**Assigned task A**
Summarize the text about the Hannibal network in two sentences.
**Assigned task B**
From the text about the Hannibal network, set down word for word the passage starting at "The chat network" and ending at "military district commands.".
**Assigned task C**
According to the text about the Hannibal network, how many members did Schmitt say in 2016 that the network had in total?
*** Excerpted text ***
Hannibal was the name of a network of far-right prepper groups and individuals operating in Germany, Austria, and Switzerland, which coordinated via the chat service Telegram in anticipation of the government's collapse on what they dubbed "Tag X" ("Day X"). Founded in 2015, the network was subject to an investigation by German authorities in 2017, at which time its founder ordered the deletion of the chat groups. However, government investigations into members of groups affiliated with "Hannibal" are ongoing.

==History==
The name stems from the online handle of André Schmitt, a non-commissioned officer in the Kommando Spezialkräfte, who founded, administered, and coordinated the network beginning in autumn 2015. Schmitt supplied the network with confidential information about Germany's security situation. Some of the groups linked to the Hannibal network developed concrete plans for violent actions on "Day X", preparing safe houses, stockpiling arms and ammunition, and compiling lists of political enemies. Among the participants were army reservists, police officers, judges, members of SEK police tactical units, and other German security authorities. The German news media likened the group to Organisation Consul and similar nationalist cells within the Reichswehr that plotted to overthrow the Weimar Republic during the 1920s and called Hannibal a "shadow army". Schmitt stated in 2016 that the network had around 2,000 members in total.

The chat network was subdivided into four regional groups in Germany, as well as one group each for Austria and Switzerland. The German regional groups followed the boundaries of the former German military district commands.

==Government investigation==
The Federal Office for the Protection of the Constitution had knowledge of at least parts of the network by the end of 2016. Other German authorities started investigating "Hannibal" in 2017, in the course of an investigation into Franco Albrecht and the Day X plot. Albrecht, who is accused of having planned false flag attacks, had been a member of the network. Once Schmitt learned of the investigation, he immediately ordered the deletion of the chat groups. The investigations into the network have led to a number of police raids, including raids of places that Schmitt had mentioned as potential "safe houses" in the "Hannibal" chat groups. One of these raids uncovered explosives stashed in a cellar that belongs to Schmitt's parents. Schmitt was tried and sentenced to a fine of 1800 Euros.

As of July 2020, investigations into a number of members of groups affiliated with "Hannibal" were still ongoing.
*** End of Excerpted text ***
*** Provided material ***
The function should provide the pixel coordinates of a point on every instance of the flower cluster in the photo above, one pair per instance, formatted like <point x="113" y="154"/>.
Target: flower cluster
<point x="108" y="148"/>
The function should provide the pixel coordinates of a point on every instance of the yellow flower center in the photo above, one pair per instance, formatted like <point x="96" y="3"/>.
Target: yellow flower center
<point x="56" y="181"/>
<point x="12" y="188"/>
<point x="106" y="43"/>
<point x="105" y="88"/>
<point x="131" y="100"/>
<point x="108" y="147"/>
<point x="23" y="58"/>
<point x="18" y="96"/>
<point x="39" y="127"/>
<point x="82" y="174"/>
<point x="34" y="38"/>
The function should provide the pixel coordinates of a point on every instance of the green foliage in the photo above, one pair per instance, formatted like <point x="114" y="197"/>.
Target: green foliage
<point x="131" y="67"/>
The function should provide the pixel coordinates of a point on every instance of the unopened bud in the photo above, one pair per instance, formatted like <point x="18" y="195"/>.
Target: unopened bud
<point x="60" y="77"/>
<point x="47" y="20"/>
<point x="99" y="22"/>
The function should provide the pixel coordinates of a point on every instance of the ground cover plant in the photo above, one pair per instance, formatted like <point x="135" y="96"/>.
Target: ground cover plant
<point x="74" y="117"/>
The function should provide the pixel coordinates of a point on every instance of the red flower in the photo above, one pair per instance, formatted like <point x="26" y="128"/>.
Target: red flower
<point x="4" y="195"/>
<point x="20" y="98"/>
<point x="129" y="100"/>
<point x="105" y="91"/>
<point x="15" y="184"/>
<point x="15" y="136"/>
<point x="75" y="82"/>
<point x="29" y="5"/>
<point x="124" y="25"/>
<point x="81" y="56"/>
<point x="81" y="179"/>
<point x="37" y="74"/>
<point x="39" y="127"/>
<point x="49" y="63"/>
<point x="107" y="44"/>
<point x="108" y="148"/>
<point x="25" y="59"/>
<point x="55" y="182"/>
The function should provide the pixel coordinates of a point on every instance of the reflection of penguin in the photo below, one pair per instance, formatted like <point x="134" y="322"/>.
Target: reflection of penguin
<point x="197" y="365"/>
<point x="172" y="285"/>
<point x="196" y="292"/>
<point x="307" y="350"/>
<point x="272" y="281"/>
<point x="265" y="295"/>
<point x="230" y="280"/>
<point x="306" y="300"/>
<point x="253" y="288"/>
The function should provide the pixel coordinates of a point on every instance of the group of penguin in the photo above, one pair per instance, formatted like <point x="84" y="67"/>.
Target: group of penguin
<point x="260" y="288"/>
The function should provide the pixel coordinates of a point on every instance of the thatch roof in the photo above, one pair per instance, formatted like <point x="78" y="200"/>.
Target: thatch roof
*** End of Provided material ***
**Expected answer A**
Hannibal was a far-right prepper network founded in 2015 by André Schmitt, a non-commissioned officer in the Kommando Spezialkräfte, and its groups in Germany, Austria, and Switzerland coordinated via Telegram in anticipation of the government's collapse on "Day X." After German authorities began investigating in 2017, Schmitt ordered the chat groups deleted, police raids followed, and investigations into members of affiliated groups were still ongoing as of July 2020.

**Expected answer B**
The chat network was subdivided into four regional groups in Germany, as well as one group each for Austria and Switzerland. The German regional groups followed the boundaries of the former German military district commands.

**Expected answer C**
Around 2,000.